- Source document:
....

The iPhone range of smartphones has very limited storage that can’t be expanded. Space on older iPhones can be as low as 16GB which can be used up quickly with video, photos, and other information.

This is frustrating because you want to be able to take as many pictures as you like but once you have no more space you can’t. Well, unless you delete the old photos first.

This article will help you create more room on your Apple device without being forced to delete old photos or videos.

Read on to find out what you need to do…

iPhone showing data usage


How to clear room on your device

There are a number of things you can do that will create more room for data on your iPhone:

  • Delete and reinstall apps – particularly Instagram and Facebook
  • Delete text messages
  • Clear Safari Cookies, Data, History
  • Delete voice memos
  • Reduce your email retention time
  • If all else fails, backup and restore your iPhone or iPad

Check how much space you have left

Before you do anything, it’s a good idea to see how much room you have on your device. Here’s a simple way to check:

  • Open your Settings app.
  • Tap on General.
  • Hit [device] Storage.

Once there, you’ll be met with a colorful bar graph. It’s pretty straightforward – each color stands for a different type of app or content, showing you what’s eating up your digital real estate.

A Quick Guide to Your iPhone’s Storage Display

  • No need to get bogged down in the details. What matters is having enough space for what you want to do.
  • For iOS updates: Try to have about 6GB free. This helps the update go smoothly without a storage crunch.
  • For everyday use: Like capturing photos and downloading new apps, keep at least 2GB free. It’s like keeping a spare room in your house just in case.

Remember, the numbers might be a bit of a puzzle at first glance. When you add up your used space and what’s free, it won’t perfectly match your phone’s total capacity. Why? Because it doesn’t count the space that the iOS itself occupies.

Identify and Manage Space-Hogging Apps

Wondering which apps are the storage hogs on your device? Just a few taps and you’ll have your answer:

  1. Keep scrolling past the Storage section.
  2. You’ll see your apps listed by how much space they’re gobbling up.

....

- Listing:
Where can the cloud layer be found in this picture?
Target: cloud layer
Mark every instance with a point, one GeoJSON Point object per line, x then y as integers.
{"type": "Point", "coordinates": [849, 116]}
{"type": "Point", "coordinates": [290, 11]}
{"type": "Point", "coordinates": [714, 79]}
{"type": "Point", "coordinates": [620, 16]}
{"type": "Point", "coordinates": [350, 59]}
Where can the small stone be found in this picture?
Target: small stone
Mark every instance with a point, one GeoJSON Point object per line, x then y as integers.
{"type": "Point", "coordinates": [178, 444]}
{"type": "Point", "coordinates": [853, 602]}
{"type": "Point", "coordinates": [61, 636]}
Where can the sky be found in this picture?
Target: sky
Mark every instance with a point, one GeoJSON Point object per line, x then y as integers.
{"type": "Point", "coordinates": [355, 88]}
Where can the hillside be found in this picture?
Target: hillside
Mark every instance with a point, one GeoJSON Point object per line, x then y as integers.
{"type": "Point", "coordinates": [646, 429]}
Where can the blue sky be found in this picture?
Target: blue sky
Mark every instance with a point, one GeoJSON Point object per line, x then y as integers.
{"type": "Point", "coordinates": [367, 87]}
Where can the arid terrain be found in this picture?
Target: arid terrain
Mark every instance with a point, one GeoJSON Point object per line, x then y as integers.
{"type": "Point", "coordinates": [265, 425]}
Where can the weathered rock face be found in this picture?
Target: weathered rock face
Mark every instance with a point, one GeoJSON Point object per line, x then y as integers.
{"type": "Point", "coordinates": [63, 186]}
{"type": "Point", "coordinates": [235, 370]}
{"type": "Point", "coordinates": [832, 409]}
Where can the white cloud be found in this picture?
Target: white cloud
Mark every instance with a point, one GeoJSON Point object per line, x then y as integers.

....

- Exercise task A: From the iPhone storage article, list every step it gives for creating more room for data on an iPhone.
- Exercise task B: Write out the passage of the iPhone storage article starting at "The iPhone range" and ending at "old photos first.", word for word.

- Output A:
- Delete and reinstall apps, particularly Instagram and Facebook
- Delete text messages
- Clear Safari Cookies, Data, History
- Delete voice memos
- Reduce your email retention time
- If all else fails, backup and restore your iPhone or iPad

- Output B:
The iPhone range of smartphones has very limited storage that can’t be expanded. Space on older iPhones can be as low as 16GB which can be used up quickly with video, photos, and other information.

This is frustrating because you want to be able to take as many pictures as you like but once you have no more space you can’t. Well, unless you delete the old photos first.